EXERCISE MATERIAL below:

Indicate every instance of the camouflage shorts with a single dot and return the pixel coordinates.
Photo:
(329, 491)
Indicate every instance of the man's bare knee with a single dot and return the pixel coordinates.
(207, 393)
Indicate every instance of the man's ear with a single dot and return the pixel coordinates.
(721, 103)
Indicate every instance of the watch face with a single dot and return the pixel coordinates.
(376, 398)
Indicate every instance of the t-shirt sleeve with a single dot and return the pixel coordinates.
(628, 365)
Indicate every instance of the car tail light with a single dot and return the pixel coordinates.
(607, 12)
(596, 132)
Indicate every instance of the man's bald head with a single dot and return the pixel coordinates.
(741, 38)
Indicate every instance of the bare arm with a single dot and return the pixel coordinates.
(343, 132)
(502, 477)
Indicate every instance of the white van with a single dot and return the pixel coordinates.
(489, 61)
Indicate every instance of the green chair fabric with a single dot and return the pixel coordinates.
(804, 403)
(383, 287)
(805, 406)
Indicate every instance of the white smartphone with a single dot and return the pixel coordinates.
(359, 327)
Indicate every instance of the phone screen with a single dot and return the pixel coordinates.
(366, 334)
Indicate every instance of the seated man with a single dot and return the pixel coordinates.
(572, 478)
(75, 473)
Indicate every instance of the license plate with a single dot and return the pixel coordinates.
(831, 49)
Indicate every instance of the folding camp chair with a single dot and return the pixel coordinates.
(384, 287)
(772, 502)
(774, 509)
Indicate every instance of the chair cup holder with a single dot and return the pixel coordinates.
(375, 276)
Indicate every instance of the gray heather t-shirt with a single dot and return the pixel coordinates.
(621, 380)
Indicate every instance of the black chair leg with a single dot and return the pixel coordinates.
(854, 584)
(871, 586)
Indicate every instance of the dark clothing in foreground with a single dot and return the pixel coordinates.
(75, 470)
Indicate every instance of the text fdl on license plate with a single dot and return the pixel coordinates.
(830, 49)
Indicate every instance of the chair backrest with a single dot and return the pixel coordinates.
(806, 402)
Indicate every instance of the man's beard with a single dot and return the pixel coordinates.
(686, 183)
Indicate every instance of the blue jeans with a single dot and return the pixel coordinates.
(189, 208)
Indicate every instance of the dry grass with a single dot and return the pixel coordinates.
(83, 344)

End of EXERCISE MATERIAL.
EXERCISE MATERIAL below:

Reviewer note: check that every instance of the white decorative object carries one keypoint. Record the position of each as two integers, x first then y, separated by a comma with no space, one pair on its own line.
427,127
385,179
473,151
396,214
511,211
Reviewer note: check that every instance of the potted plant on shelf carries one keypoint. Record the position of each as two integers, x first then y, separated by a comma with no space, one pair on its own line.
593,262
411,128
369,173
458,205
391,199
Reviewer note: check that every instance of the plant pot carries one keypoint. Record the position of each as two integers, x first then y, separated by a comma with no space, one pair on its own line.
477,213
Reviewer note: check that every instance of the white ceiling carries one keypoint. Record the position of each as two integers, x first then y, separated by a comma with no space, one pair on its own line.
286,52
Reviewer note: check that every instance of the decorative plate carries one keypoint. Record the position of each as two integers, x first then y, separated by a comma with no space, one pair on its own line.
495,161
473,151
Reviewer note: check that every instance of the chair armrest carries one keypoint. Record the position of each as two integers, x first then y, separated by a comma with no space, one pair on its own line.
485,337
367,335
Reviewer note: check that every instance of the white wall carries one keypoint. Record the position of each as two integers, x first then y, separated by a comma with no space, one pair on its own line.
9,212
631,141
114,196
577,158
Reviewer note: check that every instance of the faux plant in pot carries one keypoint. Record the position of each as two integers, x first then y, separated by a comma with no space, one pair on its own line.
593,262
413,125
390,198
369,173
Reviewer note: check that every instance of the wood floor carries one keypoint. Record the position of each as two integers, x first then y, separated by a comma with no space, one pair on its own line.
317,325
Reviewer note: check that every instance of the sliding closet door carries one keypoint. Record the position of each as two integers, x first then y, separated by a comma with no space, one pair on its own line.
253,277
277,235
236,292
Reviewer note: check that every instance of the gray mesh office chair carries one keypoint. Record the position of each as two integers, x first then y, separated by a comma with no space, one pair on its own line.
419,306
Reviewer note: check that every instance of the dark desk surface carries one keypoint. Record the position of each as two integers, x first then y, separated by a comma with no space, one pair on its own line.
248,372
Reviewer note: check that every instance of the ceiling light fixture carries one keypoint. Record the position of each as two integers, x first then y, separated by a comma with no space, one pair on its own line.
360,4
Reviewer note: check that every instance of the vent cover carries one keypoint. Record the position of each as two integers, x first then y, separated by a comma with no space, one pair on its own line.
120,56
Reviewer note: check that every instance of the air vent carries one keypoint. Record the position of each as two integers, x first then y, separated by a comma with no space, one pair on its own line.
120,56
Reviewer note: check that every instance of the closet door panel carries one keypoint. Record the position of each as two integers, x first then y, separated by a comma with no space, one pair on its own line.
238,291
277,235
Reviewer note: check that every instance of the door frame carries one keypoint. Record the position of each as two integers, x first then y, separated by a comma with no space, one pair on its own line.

End of EXERCISE MATERIAL.

Write out exactly the lines above from the line with "Reviewer note: check that every instance of the closet" through the line with "Reviewer note: check that every instance of the door", both of them included, and leave out all other lines.

Reviewer note: check that every instance of the closet door panel carries one keypoint. Record the position of each as two integers, x first then y, separated by a comma with no space, one pair on its own line.
238,291
277,235
Reviewer note: check that every instance of the door frame carries one keypoint. Record the position of each as two integers, x first then y, separated by a comma with no space, one pair on its own line.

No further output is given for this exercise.